[Da fare]
[1] Riporta senza alcuna modifica il tratto del brano su La pioggia nel pineto che va da "- Taci. Su le" fino a "nuvole sparse 3.".
[2] Riscrivi soltanto i record che vanno dalla riga che contiene "as (332, 682)." fino alla fine dei record, estremi compresi e richieste incluse. Scala di 2,4 le coordinate nelle risposte arrotondandole all'intero, con le metà per eccesso, e lascia invariati le richieste e i loro esempi di formato.

----- Brano scelto -----

La pioggia nel pineto - forse uno dei testi dannunziani più celebri e noti - viene scritta con ogni probabilità nel luglio-agosto del 1902, quando Gabriele D’Annunzio e la compagna Eleonora Duse soggiornavano alla “Versiliana”, villa signorile presso Marina di Pietrasanta (Lucca), tra Forte dei Marmi e Viareggio. La spiaggia e la pineta che fanno da scenario al canto dannunziano dovrebbero essere quelle di Marina di Pisa, ad una cinquantina di chilometri dalla “Versiliana”.
Metro: strofe di lunghezza variabile, che mescolano versi di misure molto diverse (si va dal ternario al settenario, dal quinario al senario e all’ottonario, fino al novenario; alcune coppie di versi ricompongono poi la misura dell’endecasillabo), tutte chiuse dal nome di “Ermione”. Le rime sono sparse, e spesso sostituite dall’assonanza. Praticamente costante il ricorso all’enjambement che, come anche nella Sera fiesolana, serve a distendere il discorso e il ritmo su più versi.
- Taci. Su le soglie
- del bosco non odo
- parole che dici
- umane 1; ma odo
- parole più nuove
- che parlano 2 gocciole e foglie
- lontane.
- Ascolta. Piove
- dalle nuvole sparse 3.
- Piove su le tamerici
- salmastre ed arse 4,
- piove su i pini
- scagliosi ed irti,
- piove su i mirti
- divini 5,
- su le ginestre fulgenti
- di fiori accolti 6,
- su i ginepri folti
- di coccole aulenti 7,
- piove su i nostri vólti
- silvani 8,
- piove su le nostre mani
- ignude,
- su i nostri vestimenti
- leggieri,
- su i freschi pensieri
- che l’anima schiude
- novella,
- su la favola bella 9
- che ieri
- t’illuse, che oggi m’illude,
- o Ermione 10.
- Odi? La pioggia cade
- su la solitaria 11
- verdura
- con un crepitìo che dura
- e varia nell’aria
- secondo le fronde
- più rade, men rade 12.
- Ascolta. Risponde
- al pianto il canto
- delle cicale
- che il pianto australe 13
- non impaura 14,
- né il ciel cinerino.
- E il pino
- ha un suono, e il mirto
- altro suono, e il ginepro
- altro ancóra, stromenti
- diversi
- sotto innumerevoli dita.
- E immersi
- noi siam nello spirto
- silvestre 15,
- d’arborea vita viventi;
- e il tuo vólto ebro
- è molle di pioggia
- come una foglia,
- e le tue chiome
- auliscono come
- le chiare ginestre,
- o creatura terrestre
- che hai nome
- Ermione.
- Ascolta, ascolta. L’accordo
- delle aeree cicale
- a poco a poco
- più sordo
- si fa sotto il pianto
- che cresce;
- ma un canto 16 vi si mesce
- più roco
- che di laggiù sale,
- dall’umida ombra remota.
- Più sordo, e più fioco
- s’allenta, si spegne.

----- Record mostrati -----

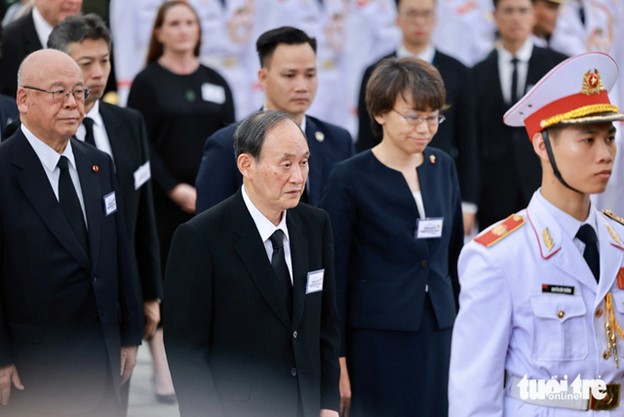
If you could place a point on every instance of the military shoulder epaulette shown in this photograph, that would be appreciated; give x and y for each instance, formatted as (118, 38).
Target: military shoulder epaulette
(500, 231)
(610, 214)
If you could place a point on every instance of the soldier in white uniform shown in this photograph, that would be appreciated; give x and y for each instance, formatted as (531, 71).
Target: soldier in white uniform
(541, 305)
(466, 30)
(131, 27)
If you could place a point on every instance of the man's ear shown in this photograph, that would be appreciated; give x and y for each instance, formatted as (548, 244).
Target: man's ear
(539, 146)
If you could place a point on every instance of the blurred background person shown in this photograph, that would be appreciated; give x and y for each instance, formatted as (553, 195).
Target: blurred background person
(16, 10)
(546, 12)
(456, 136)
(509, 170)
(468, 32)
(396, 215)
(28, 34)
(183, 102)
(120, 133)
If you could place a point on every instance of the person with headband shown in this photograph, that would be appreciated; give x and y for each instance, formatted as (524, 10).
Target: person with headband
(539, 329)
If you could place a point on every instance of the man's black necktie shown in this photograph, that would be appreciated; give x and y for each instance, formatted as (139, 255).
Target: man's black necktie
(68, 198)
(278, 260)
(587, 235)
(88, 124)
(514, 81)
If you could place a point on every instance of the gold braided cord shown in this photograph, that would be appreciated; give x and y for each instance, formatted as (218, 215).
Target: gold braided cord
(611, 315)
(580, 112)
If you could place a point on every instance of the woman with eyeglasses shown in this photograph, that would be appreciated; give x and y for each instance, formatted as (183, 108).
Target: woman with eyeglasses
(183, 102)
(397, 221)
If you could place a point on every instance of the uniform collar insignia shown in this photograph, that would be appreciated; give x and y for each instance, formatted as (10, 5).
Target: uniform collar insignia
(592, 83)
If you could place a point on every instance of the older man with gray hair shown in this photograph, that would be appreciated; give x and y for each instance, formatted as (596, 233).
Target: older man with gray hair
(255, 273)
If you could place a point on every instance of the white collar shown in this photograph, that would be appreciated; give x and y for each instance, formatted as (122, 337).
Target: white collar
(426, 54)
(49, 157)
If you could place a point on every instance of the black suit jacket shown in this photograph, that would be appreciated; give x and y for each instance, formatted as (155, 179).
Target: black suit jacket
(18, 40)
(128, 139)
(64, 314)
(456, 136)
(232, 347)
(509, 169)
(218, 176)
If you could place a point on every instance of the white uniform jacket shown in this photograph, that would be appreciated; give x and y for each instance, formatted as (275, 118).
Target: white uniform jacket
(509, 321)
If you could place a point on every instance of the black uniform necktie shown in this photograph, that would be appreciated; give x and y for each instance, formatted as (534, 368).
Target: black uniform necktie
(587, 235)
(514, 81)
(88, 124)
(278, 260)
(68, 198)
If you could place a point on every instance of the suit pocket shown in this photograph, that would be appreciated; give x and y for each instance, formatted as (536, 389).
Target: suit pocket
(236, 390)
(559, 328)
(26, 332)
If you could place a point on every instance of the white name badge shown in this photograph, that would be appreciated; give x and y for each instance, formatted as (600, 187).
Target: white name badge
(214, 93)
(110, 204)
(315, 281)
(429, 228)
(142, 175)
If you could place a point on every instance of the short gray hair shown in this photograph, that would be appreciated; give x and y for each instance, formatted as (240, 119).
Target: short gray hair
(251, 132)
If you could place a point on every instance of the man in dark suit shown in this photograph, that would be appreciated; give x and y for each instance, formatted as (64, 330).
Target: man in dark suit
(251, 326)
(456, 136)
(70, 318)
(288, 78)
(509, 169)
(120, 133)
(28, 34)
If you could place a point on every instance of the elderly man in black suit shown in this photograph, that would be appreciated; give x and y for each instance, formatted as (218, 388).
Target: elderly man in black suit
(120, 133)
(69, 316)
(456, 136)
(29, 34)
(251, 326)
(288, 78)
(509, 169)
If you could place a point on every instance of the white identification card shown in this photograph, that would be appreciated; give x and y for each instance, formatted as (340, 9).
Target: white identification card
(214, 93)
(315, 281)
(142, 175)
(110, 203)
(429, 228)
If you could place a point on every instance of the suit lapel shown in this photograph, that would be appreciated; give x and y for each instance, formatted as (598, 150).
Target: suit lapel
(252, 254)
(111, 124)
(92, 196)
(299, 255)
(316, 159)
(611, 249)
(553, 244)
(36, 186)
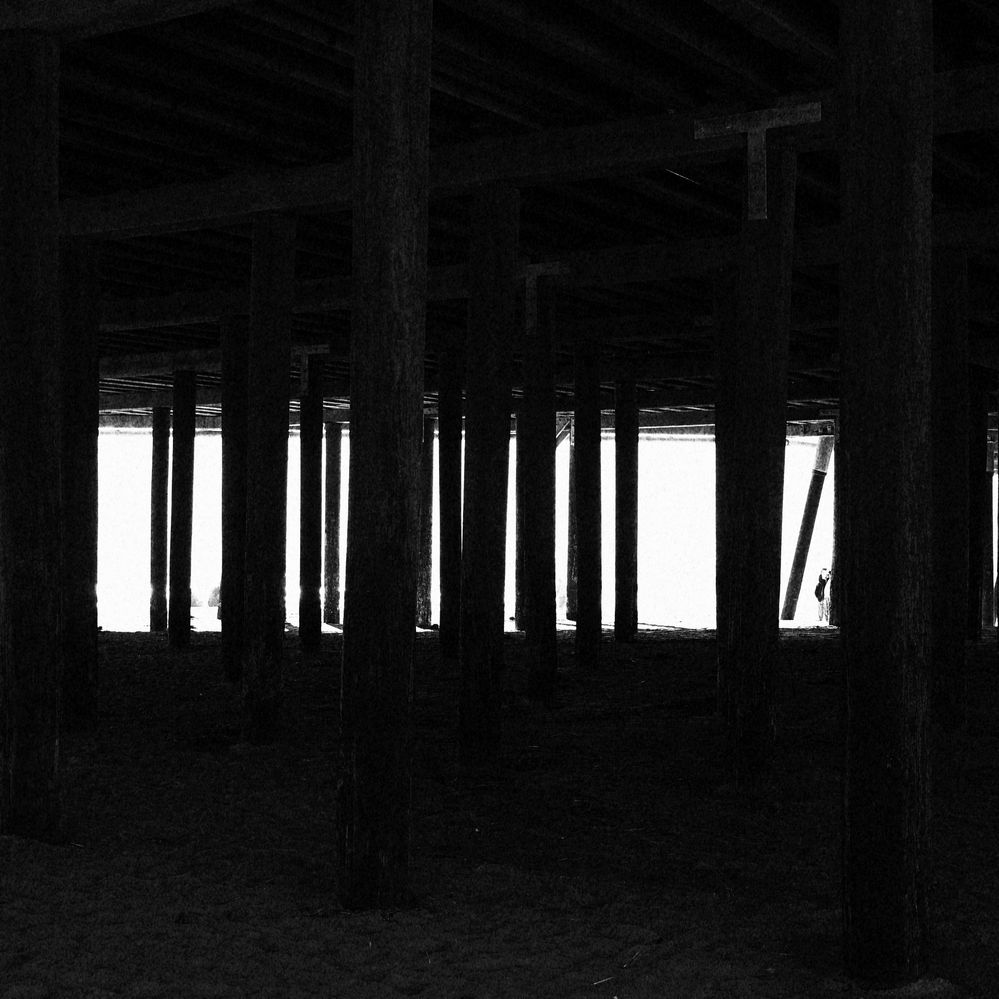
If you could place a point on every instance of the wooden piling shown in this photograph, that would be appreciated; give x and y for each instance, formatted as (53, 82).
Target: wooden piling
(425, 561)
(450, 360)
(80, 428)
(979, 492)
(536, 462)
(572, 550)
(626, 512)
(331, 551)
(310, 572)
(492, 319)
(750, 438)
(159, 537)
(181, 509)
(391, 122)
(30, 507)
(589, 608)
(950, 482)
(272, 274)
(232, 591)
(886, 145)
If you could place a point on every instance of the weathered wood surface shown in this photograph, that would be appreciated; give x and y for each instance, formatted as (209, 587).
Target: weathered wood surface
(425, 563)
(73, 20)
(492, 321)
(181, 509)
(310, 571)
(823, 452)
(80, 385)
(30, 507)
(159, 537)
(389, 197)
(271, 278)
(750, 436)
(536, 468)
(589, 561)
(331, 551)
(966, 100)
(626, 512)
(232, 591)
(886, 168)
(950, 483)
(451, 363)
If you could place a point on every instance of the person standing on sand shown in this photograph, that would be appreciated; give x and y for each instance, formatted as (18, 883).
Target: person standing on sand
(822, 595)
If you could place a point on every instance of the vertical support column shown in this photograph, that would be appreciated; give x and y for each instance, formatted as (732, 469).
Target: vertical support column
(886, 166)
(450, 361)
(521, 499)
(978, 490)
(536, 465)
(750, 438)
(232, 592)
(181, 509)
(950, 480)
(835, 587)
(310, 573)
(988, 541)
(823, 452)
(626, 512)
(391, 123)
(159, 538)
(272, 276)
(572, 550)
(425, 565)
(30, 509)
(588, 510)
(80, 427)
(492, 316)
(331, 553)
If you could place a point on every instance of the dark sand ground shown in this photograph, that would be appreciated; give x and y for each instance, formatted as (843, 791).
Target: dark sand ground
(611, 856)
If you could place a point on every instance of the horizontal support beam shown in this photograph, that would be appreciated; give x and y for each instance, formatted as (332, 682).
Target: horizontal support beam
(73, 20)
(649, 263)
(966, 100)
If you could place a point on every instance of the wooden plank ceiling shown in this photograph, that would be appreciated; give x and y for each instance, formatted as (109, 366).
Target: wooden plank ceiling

-----

[Risultati in ordine]
[1]
- Taci. Su le soglie
- del bosco non odo
- parole che dici
- umane 1; ma odo
- parole più nuove
- che parlano 2 gocciole e foglie
- lontane.
- Ascolta. Piove
- dalle nuvole sparse 3.

[2]
If you could place a point on every instance of the horizontal support beam shown in this photograph, that would be appreciated; give x and y for each instance, formatted as (332, 682).
Target: horizontal support beam
(175, 48)
(1558, 631)
(2318, 240)
If you could place a point on every instance of the wooden plank ceiling shown in this photograph, that would be appreciated; give x and y for each instance, formatted as (109, 366).
Target: wooden plank ceiling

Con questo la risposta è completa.